> [QUOTED PASSAGE]:
_ _ _ _ _

I gave a talk at GPU MODE workshop last week on llm.c
- the origin story of llm.c
- being naked in the world without PyTorch and having to re-invent Array, Autograd, Device, Dtype, Compile, Distributed
- how to port a PyTorch layer to 1) explicit PyTorch
- and then to 2) write the backward pass
- 3) port forward & backward pass to C
- 4) string all the layers together
- achieving one file of C with no dependencies that compiles and runs ~instantly, where all memory is pre-planned and allocated a single time, fully deterministic, portable code that can run on a potato or a von Neumann probe
- how most of llm.c was built at 1am-7am in a water villa porch in Maldives and why this is the recommended way to develop software
- convert all of it to run in CUDA on GPU in fp32
- port matmul to cuBLAS
- port attention to cuDNN flash-attention
- introduce bfloat16 mixed precision
- introduce many more optimizations and features like kernel fusions, Packed128, stochastic rounding, full determinism
- add multi-GPU training, NCCL, sharded optimizer
- add multi-node with MPI or file system or socket
- reproduce GPT-2 (1.6B) on one 8XH100 node in 24 hours for $672 in llm.c, achieving (at the time) 29% less memory, 19% faster training that PyTorch nightly, and much faster compile & run
- how open source development attracts Avengers from the internet
- port to training Llama 3 imminent (branch exists)
- many other notable forks
- last thought: how software abstractions like Python/PyTorch and everything else really exist only because humans are finite in knowledge, IQ and attention, and how with increasing AI capability LLMs may export custom binaries like llm.c for any application directly, tearing apart and refactoring all abstractions as needed.

_ _ _ _ _

> [EXCERPTED DATA]:
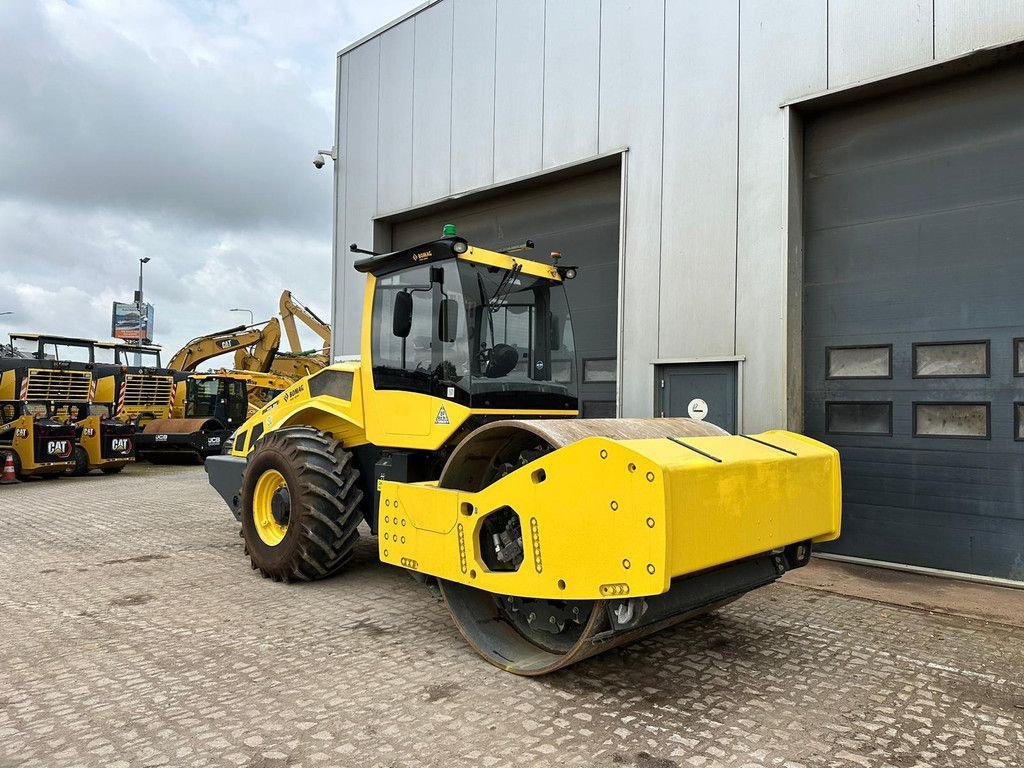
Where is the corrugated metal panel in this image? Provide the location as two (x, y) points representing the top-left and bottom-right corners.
(735, 0), (826, 432)
(658, 0), (739, 357)
(495, 0), (544, 182)
(377, 23), (414, 213)
(452, 0), (497, 193)
(599, 0), (665, 416)
(935, 0), (1024, 59)
(827, 0), (932, 88)
(331, 56), (352, 354)
(544, 0), (601, 168)
(339, 39), (380, 351)
(413, 2), (454, 203)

_ _ _ _ _

> [PROMPT]:
Please list each thing the llm.c talk outline says had to be re-invented when working without PyTorch.

> [SOLUTION TO THIS PROBLEM]:
Array, Autograd, Device, Dtype, Compile, Distributed